● **Given task**
Add 73 to every coordinate in the answers, starting at the line containing "drop a point: the gold spoon" and ending at the last of the entries, and give all those lines again, requests included.

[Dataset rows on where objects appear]
______
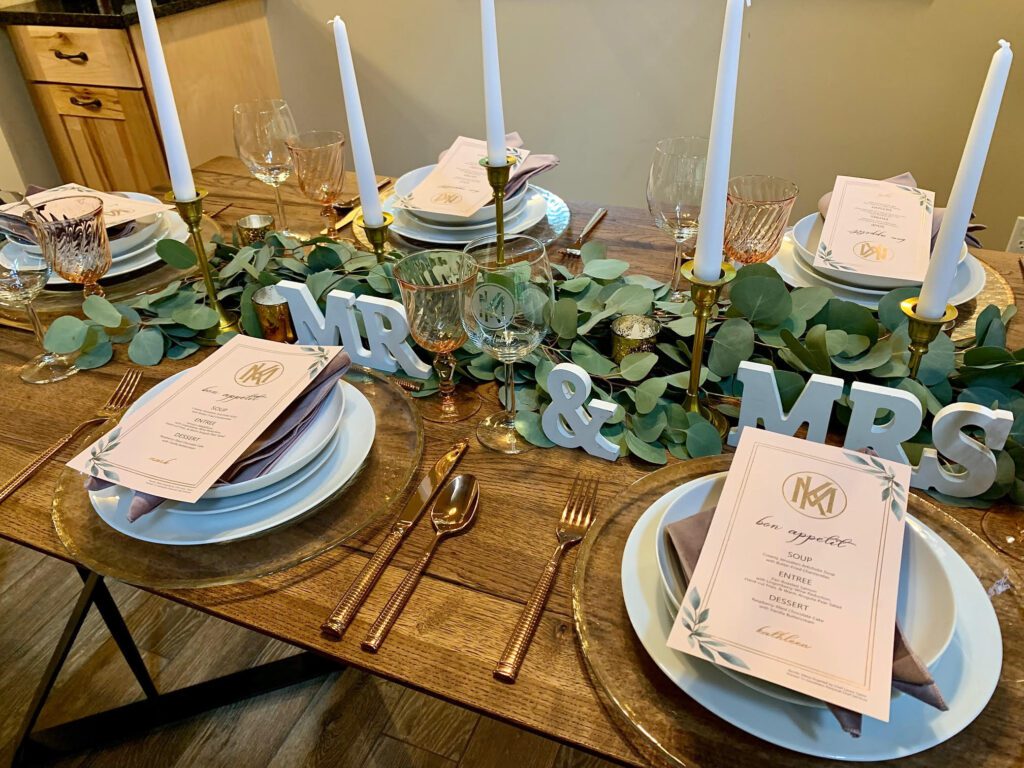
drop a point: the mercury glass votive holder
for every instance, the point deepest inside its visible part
(633, 333)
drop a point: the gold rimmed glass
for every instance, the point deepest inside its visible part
(506, 315)
(320, 168)
(435, 286)
(675, 187)
(73, 237)
(758, 209)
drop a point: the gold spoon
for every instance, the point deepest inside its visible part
(452, 512)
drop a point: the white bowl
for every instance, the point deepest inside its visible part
(807, 235)
(407, 183)
(926, 608)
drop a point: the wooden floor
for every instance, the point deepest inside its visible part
(347, 719)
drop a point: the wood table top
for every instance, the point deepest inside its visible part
(457, 624)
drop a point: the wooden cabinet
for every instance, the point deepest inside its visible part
(90, 88)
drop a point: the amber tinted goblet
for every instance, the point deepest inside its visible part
(435, 286)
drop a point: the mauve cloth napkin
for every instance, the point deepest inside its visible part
(534, 165)
(266, 450)
(906, 179)
(909, 675)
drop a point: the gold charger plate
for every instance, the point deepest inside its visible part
(383, 480)
(669, 728)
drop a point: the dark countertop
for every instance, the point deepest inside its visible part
(101, 13)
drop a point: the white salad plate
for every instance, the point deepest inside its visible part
(347, 452)
(807, 235)
(970, 280)
(967, 673)
(409, 181)
(534, 209)
(304, 450)
(926, 607)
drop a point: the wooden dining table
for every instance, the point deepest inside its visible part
(457, 624)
______
● **Written answer**
drop a point: the gold spoon
for every instance, the point deepest inside its visible part
(525, 585)
drop a point: the white bowl
for every instance, the point deepest inside its visible part
(880, 308)
(480, 256)
(999, 681)
drop a point: the wooden floor
for every instance, the point deepest inside its visible part
(420, 792)
drop a point: the wood table top
for every instance, the point deepest inside its visible part
(530, 697)
drop a point: the wooden cabinet
for every instance, the point deepest inside its visible part
(163, 161)
drop a point: the amber tinted goblet
for every instance, the point deepest inside its visible part
(508, 359)
drop a point: the mauve cloth napkin
for every instance, the point deepest inside its visible part
(607, 238)
(339, 523)
(979, 252)
(982, 748)
drop a point: the gold charger plate
for every instance, the point deepest inside its visible part
(456, 553)
(742, 801)
drop a point: the dark countertop
for every instance, the point deepest inside its visible part
(174, 86)
drop a point: the white salad plate
for every instance, the point deepest inside its visible part
(420, 525)
(880, 308)
(1043, 353)
(1040, 746)
(482, 254)
(607, 282)
(377, 523)
(999, 680)
drop a point: the wooden dining table
for every instance, the point deepest inside its visible part
(530, 697)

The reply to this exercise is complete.